(SEGMENTO DI TESTO):
★ ★ ★

L’obiettivo del presente articolo è fare chiarezza in tema di canoni di locazione commerciale ed emergenza sanitaria, con particolare riferimento a quelle attività che, anche in fase 2, stanno riportando un calo del fatturato, in quanto – per effetto dei protocolli di sicurezza predisposti dal governo o dagli enti locali – subiscono, di fatto, una compressione della capacità lavorativa, con conseguente diminuzione delle entrate economiche, rispetto al periodo antecedente al lockdown.
L’esempio tipico è rappresentato dall’attività di ristorazione: sebbene, a partire dal 18 maggio scorso, sia stata consentita l’apertura dei ristoranti, le regole di sicurezza previste per tale categoria fanno sì che i ristoratori siano costretti a ridurre sensibilmente il numero di coperti.
Se diminuisce la capacità di fatturato per cause di forza maggiore (come un provvedimento della pubblica autorità), è lecito chiedere una riduzione del canone di locazione?

★ ★ ★

(DATI FORNITI):

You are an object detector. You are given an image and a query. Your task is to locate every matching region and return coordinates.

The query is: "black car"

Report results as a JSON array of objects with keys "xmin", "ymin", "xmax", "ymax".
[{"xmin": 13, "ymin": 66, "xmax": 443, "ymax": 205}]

★ ★ ★

(OBIETTIVI):
• a. Rispondi alle domande seguenti sull'articolo sui canoni di locazione commerciale.
(i) Da chi sono predisposti i protocolli di sicurezza?
(ii) Da quale data è stata consentita l'apertura dei ristoranti?
(iii) Che cosa sono costretti a ridurre i ristoratori per effetto delle regole di sicurezza?
• b. Stampa senza modifiche il passo dell'articolo sui canoni di locazione commerciale che comincia con le parole "L’obiettivo del presente" e si chiude dopo "numero di coperti.".

(ELENCO SOLUZIONI):
• a.
(i) Dal governo o dagli enti locali.
(ii) Dal 18 maggio.
(iii) Il numero di coperti.

• b.
L’obiettivo del presente articolo è fare chiarezza in tema di canoni di locazione commerciale ed emergenza sanitaria, con particolare riferimento a quelle attività che, anche in fase 2, stanno riportando un calo del fatturato, in quanto – per effetto dei protocolli di sicurezza predisposti dal governo o dagli enti locali – subiscono, di fatto, una compressione della capacità lavorativa, con conseguente diminuzione delle entrate economiche, rispetto al periodo antecedente al lockdown.
L’esempio tipico è rappresentato dall’attività di ristorazione: sebbene, a partire dal 18 maggio scorso, sia stata consentita l’apertura dei ristoranti, le regole di sicurezza previste per tale categoria fanno sì che i ristoratori siano costretti a ridurre sensibilmente il numero di coperti.